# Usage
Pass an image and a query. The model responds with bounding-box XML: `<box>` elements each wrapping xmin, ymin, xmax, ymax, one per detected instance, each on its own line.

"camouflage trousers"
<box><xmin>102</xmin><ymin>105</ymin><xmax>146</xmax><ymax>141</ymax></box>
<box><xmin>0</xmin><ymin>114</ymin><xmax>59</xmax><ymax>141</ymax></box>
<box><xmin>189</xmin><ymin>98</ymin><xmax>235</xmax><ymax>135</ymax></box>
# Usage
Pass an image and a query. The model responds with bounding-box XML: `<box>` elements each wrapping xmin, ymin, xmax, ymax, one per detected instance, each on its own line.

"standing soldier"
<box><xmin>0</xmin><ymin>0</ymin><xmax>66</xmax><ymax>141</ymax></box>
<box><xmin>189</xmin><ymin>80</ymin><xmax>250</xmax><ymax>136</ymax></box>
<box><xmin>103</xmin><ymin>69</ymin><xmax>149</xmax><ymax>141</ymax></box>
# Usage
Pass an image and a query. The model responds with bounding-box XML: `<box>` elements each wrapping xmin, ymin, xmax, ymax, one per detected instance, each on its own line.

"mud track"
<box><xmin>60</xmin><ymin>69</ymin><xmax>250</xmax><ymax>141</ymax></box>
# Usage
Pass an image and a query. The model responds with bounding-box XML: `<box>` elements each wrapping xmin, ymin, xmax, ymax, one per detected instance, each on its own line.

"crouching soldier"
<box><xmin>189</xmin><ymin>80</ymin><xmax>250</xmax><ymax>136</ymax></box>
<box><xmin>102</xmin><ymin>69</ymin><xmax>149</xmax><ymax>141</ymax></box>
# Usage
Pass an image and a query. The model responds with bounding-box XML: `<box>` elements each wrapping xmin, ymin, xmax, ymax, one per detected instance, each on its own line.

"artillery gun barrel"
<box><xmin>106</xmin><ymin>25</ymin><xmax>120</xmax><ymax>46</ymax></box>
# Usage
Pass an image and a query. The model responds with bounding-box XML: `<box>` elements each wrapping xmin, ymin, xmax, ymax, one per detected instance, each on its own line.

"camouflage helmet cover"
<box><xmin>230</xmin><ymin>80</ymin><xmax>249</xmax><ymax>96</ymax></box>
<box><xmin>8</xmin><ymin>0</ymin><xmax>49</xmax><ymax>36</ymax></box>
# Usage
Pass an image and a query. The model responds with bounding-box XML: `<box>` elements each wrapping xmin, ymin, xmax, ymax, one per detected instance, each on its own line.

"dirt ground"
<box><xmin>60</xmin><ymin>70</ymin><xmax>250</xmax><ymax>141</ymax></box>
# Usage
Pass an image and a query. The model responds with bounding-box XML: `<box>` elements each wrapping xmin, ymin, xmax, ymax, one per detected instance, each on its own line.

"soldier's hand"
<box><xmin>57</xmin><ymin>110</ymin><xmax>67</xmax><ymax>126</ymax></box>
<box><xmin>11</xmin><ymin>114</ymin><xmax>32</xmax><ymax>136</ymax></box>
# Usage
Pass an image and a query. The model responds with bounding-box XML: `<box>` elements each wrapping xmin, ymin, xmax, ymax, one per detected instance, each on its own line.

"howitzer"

* Short exercise:
Your task is to reproduce the whole listing exactly.

* Task response:
# Usage
Pass an image and a query. The model responds with bounding-box XML: `<box>` elements each wrapping xmin, ymin, xmax, ymax, one per detected instance, each on its own line.

"camouflage trousers"
<box><xmin>102</xmin><ymin>105</ymin><xmax>146</xmax><ymax>141</ymax></box>
<box><xmin>0</xmin><ymin>114</ymin><xmax>59</xmax><ymax>141</ymax></box>
<box><xmin>189</xmin><ymin>98</ymin><xmax>235</xmax><ymax>135</ymax></box>
# Usage
Pass an image and a query. The model responds with bounding-box XML: `<box>` elements each wrapping xmin, ymin, xmax, ymax, one per detected instance, each on its own line.

"standing soldier"
<box><xmin>0</xmin><ymin>0</ymin><xmax>66</xmax><ymax>141</ymax></box>
<box><xmin>189</xmin><ymin>80</ymin><xmax>250</xmax><ymax>136</ymax></box>
<box><xmin>103</xmin><ymin>69</ymin><xmax>149</xmax><ymax>141</ymax></box>
# Usage
Pass an image and a query. The model responds with bounding-box XML: `<box>` elements each wrapping xmin, ymin, xmax, ymax, one per detected instance, each on its own line.

"mud track"
<box><xmin>60</xmin><ymin>69</ymin><xmax>250</xmax><ymax>141</ymax></box>
# Usage
Pass an image and a query. The model responds with bounding-box XML: `<box>` elements each wrapping xmin, ymin, xmax, ymax, one per detected instance, each on its own line.

"crouching soldier"
<box><xmin>189</xmin><ymin>80</ymin><xmax>250</xmax><ymax>136</ymax></box>
<box><xmin>102</xmin><ymin>69</ymin><xmax>149</xmax><ymax>141</ymax></box>
# Usage
Pass an image and a query. The model responds with bounding-box XML: `<box>` elements each wrapping xmin, ymin, xmax, ymax, one per detected instance, each on its own line.

"artillery gun barrel"
<box><xmin>106</xmin><ymin>25</ymin><xmax>120</xmax><ymax>46</ymax></box>
# Usage
Pass an image and a query. The model responds with bounding-box XML: `<box>` elements each wrapping xmin, ymin, xmax, ymax, one per detected instance, each on its own line.

"camouflage helmet cover"
<box><xmin>230</xmin><ymin>80</ymin><xmax>249</xmax><ymax>96</ymax></box>
<box><xmin>8</xmin><ymin>0</ymin><xmax>49</xmax><ymax>36</ymax></box>
# Usage
Pass an image and a query. The model responds with bounding-box XML: `<box>` elements each wrapping xmin, ymin, xmax, ymax, one per detected instance, each on its own line.

"dirt ground"
<box><xmin>60</xmin><ymin>70</ymin><xmax>250</xmax><ymax>141</ymax></box>
# Usage
Pass an image and a query. The model responds with bounding-box XML: `<box>` elements each wrapping xmin, ymin, xmax, ymax, one per detected instance, each on its own line.

"soldier's hand"
<box><xmin>57</xmin><ymin>110</ymin><xmax>67</xmax><ymax>126</ymax></box>
<box><xmin>11</xmin><ymin>114</ymin><xmax>32</xmax><ymax>136</ymax></box>
# Usage
Pass an image and a query. The model responds with bounding-box XML: `<box>` elements each wrapping xmin, ymin, xmax, ymax, one per detected instance, each on its own line.

"howitzer"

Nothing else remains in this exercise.